ENUNCIADO 1 :: Indique se cada afirmação abaixo está de acordo com o texto sobre rir da desgraça, respondendo sim ou não e citando as palavras do texto que decidem a questão. (a) O texto apresenta a capacidade de rir da desgraça apenas como uma bênção. (b) Segundo o texto, São Vicente foi atirado na prisão na semana que passou. (c) O texto diz que essa capacidade faz com que se tolere incompetência por pouco tempo.
ENUNCIADO 2 :: Prossiga o texto sobre rir da desgraça a partir da última frase apresentada.

TEXTO DO EXERCÍCIO ::
________________________________________

A capacidade de rir da desgraça é sem dúvida simultaneamente uma praga, que faz com que toleremos demasiada incompetência por demasiado tempo, e uma bênção que ajuda a digerir as dificuldades e os choques.

Na semana que passou, São Vicente foi atirado na prisão para as vozes que protestavam se apaziguarem. Estamos a combater a corrupção. Estão a ver? Não é a cor que salva da cadeia, estão a ver? O combate à corrupção não é parcial nem dirigido, não há intocáveis, estão a ver?

________________________________________

(Entradas do conjunto de dados)

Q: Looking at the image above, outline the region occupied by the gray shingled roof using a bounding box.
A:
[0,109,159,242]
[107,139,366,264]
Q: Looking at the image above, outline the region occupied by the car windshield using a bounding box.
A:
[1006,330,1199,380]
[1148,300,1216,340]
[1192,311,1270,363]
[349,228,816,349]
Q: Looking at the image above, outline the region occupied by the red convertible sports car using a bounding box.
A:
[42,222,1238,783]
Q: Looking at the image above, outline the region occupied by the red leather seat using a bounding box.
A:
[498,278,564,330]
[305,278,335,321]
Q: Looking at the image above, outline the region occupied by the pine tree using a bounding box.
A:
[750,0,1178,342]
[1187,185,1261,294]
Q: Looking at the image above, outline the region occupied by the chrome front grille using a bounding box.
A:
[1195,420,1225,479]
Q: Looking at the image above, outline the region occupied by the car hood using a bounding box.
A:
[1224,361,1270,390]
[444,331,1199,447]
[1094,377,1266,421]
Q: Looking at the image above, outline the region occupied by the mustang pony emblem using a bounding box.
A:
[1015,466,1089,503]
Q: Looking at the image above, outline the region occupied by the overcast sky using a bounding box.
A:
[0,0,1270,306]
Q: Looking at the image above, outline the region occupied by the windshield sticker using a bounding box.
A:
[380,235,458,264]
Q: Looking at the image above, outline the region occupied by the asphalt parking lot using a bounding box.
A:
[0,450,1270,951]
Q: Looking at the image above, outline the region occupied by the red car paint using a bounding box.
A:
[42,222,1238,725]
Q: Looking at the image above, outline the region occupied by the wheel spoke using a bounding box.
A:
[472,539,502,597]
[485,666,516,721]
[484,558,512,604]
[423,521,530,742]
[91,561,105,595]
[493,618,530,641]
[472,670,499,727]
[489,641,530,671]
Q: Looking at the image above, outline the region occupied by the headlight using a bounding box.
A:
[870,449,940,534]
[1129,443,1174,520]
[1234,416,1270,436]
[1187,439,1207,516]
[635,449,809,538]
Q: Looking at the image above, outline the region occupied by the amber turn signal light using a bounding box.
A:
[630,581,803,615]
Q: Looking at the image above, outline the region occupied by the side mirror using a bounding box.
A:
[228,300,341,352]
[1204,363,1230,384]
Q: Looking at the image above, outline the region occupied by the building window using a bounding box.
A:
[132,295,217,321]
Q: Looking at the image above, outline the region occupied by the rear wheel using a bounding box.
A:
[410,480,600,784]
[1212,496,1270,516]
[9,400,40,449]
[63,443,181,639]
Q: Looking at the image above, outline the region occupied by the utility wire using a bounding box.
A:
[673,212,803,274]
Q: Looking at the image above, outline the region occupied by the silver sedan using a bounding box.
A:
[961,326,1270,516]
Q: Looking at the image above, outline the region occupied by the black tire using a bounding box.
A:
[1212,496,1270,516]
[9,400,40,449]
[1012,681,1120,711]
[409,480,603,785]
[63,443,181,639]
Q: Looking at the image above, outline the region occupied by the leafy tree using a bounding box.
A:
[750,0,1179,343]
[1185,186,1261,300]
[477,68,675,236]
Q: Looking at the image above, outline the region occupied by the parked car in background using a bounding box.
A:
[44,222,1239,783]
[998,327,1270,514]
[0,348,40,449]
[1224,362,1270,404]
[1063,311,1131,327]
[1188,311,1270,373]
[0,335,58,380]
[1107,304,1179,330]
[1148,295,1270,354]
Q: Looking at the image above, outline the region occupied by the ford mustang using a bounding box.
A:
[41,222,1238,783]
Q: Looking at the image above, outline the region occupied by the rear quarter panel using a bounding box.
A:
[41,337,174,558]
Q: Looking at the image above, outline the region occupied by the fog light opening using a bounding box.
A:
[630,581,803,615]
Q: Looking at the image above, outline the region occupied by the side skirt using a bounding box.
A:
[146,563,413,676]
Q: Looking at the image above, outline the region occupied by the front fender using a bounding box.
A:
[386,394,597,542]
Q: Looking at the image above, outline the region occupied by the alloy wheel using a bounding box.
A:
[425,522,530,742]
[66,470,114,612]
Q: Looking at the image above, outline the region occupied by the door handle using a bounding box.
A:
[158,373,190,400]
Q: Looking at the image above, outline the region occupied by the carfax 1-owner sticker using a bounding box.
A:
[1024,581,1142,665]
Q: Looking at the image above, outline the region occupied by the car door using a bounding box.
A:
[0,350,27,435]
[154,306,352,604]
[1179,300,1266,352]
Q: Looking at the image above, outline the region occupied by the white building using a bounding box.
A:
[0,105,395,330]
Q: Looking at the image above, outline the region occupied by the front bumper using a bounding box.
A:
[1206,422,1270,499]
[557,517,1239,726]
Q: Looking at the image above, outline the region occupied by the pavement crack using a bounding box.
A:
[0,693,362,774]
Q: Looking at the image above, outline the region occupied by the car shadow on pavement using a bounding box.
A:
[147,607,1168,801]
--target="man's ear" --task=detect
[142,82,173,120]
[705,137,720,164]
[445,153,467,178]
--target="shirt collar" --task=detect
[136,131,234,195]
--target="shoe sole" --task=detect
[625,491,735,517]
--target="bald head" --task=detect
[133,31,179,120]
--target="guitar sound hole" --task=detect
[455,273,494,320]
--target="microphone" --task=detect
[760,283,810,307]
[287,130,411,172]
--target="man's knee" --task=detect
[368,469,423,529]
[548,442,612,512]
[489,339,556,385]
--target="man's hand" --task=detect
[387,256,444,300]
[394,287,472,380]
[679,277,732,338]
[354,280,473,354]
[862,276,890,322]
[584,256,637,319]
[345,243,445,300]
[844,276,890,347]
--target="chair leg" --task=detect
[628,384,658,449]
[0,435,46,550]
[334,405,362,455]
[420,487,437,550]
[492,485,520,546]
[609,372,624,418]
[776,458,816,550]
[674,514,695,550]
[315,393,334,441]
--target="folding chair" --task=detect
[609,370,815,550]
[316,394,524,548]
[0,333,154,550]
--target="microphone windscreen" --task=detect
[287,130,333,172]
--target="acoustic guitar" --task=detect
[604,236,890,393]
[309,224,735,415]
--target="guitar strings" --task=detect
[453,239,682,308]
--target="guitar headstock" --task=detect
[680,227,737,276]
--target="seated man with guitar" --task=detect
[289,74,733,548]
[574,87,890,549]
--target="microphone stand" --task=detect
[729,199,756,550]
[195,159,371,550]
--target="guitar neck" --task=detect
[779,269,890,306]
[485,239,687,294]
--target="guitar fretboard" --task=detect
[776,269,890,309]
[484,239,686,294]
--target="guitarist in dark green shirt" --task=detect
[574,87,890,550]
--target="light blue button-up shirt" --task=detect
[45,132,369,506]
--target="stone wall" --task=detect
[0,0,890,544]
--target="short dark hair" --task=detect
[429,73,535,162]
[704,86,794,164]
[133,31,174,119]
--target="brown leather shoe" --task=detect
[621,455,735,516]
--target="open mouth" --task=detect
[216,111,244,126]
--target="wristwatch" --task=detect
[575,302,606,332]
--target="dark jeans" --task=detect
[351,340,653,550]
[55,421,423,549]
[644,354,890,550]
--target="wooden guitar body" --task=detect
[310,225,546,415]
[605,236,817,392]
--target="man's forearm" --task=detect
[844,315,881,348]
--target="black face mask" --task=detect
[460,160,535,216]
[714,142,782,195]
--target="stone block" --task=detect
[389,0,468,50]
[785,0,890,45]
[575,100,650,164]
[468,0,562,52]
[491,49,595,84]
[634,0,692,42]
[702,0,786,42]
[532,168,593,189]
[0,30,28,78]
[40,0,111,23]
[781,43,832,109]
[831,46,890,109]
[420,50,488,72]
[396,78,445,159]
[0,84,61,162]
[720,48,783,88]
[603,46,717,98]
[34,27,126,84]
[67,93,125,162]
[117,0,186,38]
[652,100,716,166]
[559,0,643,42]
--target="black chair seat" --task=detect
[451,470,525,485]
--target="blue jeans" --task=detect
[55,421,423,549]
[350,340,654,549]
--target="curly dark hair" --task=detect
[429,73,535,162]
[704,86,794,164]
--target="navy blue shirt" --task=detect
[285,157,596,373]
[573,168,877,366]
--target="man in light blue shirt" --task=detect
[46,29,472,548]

________________________________________

RESPOSTA 1 ::
(a) Não. O texto diz que ela é "simultaneamente uma praga, que faz com que toleremos demasiada incompetência por demasiado tempo, e uma bênção".
(b) Sim. O texto afirma: "Na semana que passou, São Vicente foi atirado na prisão".
(c) Não. O texto diz que ela "faz com que toleremos demasiada incompetência por demasiado tempo".

RESPOSTA 2 ::
O que é facto é que a postura dos órgãos, tanto de justiça como dos media que o poder manipula, é, a todos os níveis, diferente quando não se trata de pessoas que ‘não interessam’. O que é facto é que, neste caso, claramente só se vê uma acção, mais de um ano depois de a Suíca congelar as contas, porque a pressão popular foi tal que já ameaçava fracturar demasiado a popularidade do combate à corrupção, que é a única bandeira do Governo. Esta não se pode fracturar, porque tudo o resto é um pesadelo. A economia é um pesadelo, as condições e a estabilidade social são um pesadelo, só resta mesmo fazer fanfarra com o combate à corrupção, e se este falha é que se fica mesmo sem nada para mostrar.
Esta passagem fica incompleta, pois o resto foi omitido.